### Work to complete
In the material, starting at the line containing "Extract short dark hair from the image above." and continuing through the end, switch "backpack strap" to "shoulder strap" and copy those lines out with nothing else changed.

= = = =

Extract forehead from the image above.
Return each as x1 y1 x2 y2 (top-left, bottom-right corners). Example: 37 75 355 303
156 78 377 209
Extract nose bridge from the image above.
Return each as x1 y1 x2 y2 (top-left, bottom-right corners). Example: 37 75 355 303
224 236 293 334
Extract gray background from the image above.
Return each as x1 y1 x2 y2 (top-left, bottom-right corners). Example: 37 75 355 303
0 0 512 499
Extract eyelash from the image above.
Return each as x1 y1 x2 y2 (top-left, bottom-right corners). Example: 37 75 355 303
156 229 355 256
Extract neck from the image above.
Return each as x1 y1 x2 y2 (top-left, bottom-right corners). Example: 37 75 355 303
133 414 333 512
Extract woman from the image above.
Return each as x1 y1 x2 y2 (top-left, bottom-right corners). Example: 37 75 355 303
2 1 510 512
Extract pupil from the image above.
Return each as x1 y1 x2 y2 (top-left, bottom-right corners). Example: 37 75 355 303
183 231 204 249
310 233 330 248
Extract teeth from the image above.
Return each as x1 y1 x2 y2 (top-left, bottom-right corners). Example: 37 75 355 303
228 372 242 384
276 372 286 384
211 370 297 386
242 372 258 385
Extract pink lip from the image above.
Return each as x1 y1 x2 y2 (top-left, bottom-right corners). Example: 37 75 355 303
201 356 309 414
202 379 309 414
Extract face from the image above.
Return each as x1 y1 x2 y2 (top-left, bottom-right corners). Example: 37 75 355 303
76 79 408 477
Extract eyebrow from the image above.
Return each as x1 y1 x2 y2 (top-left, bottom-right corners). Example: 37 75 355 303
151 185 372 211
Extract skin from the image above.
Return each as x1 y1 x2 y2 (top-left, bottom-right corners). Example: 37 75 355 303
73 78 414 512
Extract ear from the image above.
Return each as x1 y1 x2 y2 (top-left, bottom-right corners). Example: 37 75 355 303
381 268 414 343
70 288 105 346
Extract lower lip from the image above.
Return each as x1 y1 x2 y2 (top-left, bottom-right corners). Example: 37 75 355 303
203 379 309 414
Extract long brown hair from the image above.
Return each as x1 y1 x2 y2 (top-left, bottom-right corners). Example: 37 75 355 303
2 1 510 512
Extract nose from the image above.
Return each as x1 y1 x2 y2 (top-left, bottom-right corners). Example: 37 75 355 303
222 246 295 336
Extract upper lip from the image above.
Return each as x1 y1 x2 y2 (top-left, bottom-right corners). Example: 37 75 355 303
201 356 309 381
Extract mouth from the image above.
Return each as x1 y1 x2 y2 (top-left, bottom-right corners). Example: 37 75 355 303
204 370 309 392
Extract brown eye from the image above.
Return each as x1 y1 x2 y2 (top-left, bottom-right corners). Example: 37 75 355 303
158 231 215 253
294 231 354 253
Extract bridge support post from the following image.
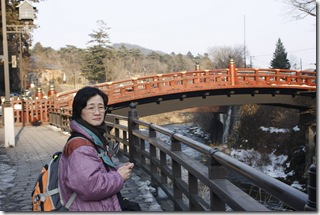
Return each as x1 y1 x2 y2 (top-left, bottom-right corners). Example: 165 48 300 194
128 102 139 162
229 58 236 86
304 164 317 211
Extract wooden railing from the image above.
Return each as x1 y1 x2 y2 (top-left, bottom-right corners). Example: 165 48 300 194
46 104 316 211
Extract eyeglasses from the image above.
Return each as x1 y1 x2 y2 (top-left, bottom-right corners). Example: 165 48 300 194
84 106 108 113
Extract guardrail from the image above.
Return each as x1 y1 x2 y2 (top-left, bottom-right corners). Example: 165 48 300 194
50 104 316 211
57 61 316 107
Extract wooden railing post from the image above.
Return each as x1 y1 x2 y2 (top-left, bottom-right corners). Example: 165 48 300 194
304 164 317 211
128 102 139 162
229 58 236 86
171 135 182 211
208 149 226 211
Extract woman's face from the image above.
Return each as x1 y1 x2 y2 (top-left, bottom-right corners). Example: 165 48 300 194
81 95 105 126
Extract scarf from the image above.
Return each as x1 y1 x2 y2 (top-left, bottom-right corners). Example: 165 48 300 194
72 119 115 168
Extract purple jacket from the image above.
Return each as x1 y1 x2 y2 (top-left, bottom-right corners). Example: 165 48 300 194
59 122 124 211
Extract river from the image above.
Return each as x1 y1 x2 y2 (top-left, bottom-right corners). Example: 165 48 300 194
157 124 300 211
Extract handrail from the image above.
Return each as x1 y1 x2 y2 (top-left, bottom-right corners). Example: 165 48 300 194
46 104 313 211
57 64 316 108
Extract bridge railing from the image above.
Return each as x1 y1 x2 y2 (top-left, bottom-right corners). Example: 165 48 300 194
57 63 316 107
2 99 56 126
106 106 308 211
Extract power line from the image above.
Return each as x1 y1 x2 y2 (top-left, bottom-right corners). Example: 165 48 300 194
255 48 316 57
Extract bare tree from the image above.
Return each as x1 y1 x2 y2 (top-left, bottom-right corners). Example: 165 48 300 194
282 0 317 19
209 46 245 68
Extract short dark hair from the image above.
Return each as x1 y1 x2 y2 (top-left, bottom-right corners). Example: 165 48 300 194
72 87 108 120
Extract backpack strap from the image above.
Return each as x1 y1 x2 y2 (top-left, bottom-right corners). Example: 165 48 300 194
65 192 77 209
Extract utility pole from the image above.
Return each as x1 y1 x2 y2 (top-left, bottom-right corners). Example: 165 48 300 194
1 0 15 148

= = = =

### The result
Extract short dark hair from the image above.
Return each as x1 y1 x2 y2 (top-left, bottom-right corners). Example: 165 48 300 194
72 87 108 120
Extract shoulder strap from the image above.
Return each as x1 y1 x2 y2 (top-left, bottom-right corners). Example: 165 48 300 194
65 192 77 209
Extract utility pole from the image above.
Return each as x1 y1 x2 y2 (top-left, bottom-right corners). Example: 165 48 300 194
1 0 15 148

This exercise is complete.